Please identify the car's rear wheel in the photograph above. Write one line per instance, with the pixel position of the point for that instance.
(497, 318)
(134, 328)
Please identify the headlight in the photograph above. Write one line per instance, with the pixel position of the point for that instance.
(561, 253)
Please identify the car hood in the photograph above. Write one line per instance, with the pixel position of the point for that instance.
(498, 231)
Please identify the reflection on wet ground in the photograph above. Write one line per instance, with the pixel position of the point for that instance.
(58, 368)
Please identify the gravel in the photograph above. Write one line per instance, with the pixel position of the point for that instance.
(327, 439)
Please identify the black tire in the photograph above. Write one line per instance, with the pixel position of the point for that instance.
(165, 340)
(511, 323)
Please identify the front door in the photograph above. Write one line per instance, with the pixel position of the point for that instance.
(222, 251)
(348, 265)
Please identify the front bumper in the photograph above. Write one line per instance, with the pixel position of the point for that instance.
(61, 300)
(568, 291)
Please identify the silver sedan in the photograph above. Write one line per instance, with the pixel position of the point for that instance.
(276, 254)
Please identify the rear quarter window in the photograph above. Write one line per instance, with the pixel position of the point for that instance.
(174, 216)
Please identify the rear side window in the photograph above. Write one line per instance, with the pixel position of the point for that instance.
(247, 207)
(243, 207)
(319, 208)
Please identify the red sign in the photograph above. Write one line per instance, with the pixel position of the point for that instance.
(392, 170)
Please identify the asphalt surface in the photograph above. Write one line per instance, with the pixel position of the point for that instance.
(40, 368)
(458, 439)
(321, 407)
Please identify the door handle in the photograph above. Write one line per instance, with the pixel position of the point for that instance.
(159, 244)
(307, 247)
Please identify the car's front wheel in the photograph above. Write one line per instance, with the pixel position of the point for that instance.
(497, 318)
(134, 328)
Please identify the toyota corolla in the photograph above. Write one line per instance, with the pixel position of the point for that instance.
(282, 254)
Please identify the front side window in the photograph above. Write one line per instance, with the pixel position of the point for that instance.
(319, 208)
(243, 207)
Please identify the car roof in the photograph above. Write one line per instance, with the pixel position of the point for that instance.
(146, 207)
● ● ●
[Exercise prompt] Can you rewrite the rows from the line containing "Please identify the car roof" through the end of the rows, keeping the requests as they are but multiplying every point coordinate in the answers by 0.25 and rounding to whole numbers, with halves rounded up?

[The reply]
Please identify the car roof in the photograph above. Write one line per instance, with the pixel position of the point for that instance.
(37, 52)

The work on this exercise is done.